── ИСХОДНЫЙ ФРАГМЕНТ

И ты почувствуешь, как тает постепенно

Песок в твоих руках… и вот они пусты.

Тогда, не раскрывая глаз, подумай, что и ты

Лишь горсть песка, что жизнь порывы воль мятежных

Смешает как пески на отмелях прибрежных…

Как считает Леонид Видгоф, часто возникающий в стихах Мандельштама образ арабских (аравийских) песков «вообще символ бесструктурной, неорганизованной материи»165. Таким и было представление Мандельштама о России, позаимствованное им у Чаадаева:

В младенческой стране, стране полуживой материи и духа, седая антиномия косной глыбы и организующей идеи была почти неизвестна. Россия в глазах Чаадаева, принадлежала еще вся целиком к неорганизованному миру166.

Как и Чаадаев, он считал Россию страной вне истории, то есть вне времени.

────

Пожалуйста, перепишите дословно из отрывка о Мандельштаме всё, что идёт от слов «В младенческой стране, стране» вниз до слов «есть вне времени.» включительно. Материал ниже взят из другого источника.

── ПРЕДСТАВЛЕННЫЕ ДАННЫЕ

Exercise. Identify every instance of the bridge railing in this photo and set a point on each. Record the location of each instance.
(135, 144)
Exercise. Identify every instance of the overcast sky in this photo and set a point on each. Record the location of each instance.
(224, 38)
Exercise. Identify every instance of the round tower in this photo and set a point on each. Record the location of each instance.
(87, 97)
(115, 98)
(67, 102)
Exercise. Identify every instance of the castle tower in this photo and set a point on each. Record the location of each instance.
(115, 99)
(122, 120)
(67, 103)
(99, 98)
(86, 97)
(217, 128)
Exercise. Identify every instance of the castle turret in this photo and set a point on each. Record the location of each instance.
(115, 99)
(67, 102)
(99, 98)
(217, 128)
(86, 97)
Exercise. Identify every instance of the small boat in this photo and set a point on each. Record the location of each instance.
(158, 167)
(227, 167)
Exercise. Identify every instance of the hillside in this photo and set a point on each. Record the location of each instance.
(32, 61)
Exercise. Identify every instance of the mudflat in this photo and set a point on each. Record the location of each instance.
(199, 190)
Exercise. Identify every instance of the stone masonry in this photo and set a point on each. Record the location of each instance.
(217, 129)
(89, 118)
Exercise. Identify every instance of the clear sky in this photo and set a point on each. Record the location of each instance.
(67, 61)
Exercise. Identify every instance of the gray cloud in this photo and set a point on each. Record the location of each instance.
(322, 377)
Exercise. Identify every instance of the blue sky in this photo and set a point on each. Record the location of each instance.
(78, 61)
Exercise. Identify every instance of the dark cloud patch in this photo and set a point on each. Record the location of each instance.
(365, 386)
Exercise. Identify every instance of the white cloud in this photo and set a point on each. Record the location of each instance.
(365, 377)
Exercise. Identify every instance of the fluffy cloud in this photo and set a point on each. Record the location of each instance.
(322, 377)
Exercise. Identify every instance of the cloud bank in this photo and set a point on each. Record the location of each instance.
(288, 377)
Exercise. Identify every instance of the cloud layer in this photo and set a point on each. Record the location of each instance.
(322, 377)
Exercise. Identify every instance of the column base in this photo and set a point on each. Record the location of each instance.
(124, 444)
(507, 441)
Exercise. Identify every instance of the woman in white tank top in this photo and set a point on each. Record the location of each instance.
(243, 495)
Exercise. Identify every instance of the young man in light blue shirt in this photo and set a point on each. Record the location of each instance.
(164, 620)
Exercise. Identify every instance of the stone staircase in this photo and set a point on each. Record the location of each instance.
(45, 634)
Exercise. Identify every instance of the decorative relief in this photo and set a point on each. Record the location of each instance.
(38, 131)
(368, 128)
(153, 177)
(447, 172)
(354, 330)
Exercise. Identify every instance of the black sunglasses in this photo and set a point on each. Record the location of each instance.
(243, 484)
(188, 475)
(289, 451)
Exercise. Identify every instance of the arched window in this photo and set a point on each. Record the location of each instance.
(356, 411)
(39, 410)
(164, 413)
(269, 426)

────

**РЕЗУЛЬТАТ ВЫПОЛНЕНИЯ**.
В младенческой стране, стране полуживой материи и духа, седая антиномия косной глыбы и организующей идеи была почти неизвестна. Россия в глазах Чаадаева, принадлежала еще вся целиком к неорганизованному миру166.

Как и Чаадаев, он считал Россию страной вне истории, то есть вне времени.